Required action:
Write out the passage of the article on averted child HIV infections between "According to Dr" and "by this disease.", inclusive, word for word.
*** Excerpted text ***
Good News On HIV: 1.4 Million Child Infections Averted

It would seem as though some battles are being won in the fight against HIV/AIDS, with 1.4 million new infections among children under 15 successfully averted since the year 2010.

According to Dr Idris Baba – HIV/AIDS specialist with UNICEF in Kaduna, Nigeria – 80% of pregnant women with HIV are now receiving effective treatment, as a result of which the number of new infections in children had been reduced by one third. While in 2010, the number stood at 270 000, last year it was at 180 000.

The numbers are encouraging, especially in light of how many people are still affected by this disease.

“An estimated 1.8 million adolescents aged 10 to 19 years were living with HIV worldwide in 2017,” Dr Baba said. “An adolescent girl is newly infected with HIV every three minutes.”
*** End of Excerpted text ***
*** Listed entries ***
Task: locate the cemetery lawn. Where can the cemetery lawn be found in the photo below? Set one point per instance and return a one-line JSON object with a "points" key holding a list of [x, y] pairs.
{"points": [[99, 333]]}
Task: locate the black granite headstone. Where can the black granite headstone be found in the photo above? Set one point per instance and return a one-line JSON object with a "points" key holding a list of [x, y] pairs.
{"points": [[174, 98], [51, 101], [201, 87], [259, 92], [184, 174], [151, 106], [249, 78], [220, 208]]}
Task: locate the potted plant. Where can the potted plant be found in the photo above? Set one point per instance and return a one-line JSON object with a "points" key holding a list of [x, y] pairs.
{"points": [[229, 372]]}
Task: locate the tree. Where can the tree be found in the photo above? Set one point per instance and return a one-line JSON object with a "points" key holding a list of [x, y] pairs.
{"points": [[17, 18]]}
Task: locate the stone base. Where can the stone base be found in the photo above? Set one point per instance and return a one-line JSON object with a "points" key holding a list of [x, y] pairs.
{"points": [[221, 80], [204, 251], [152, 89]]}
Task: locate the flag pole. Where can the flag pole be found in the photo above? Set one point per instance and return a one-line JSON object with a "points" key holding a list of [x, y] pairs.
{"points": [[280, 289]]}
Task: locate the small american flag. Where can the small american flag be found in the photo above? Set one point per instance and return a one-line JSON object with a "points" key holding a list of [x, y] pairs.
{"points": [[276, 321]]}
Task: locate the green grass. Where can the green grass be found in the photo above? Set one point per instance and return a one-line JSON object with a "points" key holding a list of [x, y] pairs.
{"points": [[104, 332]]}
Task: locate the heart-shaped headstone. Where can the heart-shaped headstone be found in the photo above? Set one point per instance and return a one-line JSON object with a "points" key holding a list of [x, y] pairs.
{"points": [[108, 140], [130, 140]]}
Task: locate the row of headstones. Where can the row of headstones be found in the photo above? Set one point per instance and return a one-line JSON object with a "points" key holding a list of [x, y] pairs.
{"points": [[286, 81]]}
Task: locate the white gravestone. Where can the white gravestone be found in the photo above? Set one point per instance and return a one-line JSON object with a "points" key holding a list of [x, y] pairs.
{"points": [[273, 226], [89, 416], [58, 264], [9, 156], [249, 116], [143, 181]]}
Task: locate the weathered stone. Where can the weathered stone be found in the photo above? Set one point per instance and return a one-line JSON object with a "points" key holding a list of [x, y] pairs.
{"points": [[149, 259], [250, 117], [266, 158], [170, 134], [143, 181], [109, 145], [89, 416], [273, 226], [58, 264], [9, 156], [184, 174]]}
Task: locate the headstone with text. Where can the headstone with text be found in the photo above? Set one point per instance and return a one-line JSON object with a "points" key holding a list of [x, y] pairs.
*** End of Listed entries ***
Response to the exercise:
According to Dr Idris Baba – HIV/AIDS specialist with UNICEF in Kaduna, Nigeria – 80% of pregnant women with HIV are now receiving effective treatment, as a result of which the number of new infections in children had been reduced by one third. While in 2010, the number stood at 270 000, last year it was at 180 000.

The numbers are encouraging, especially in light of how many people are still affected by this disease.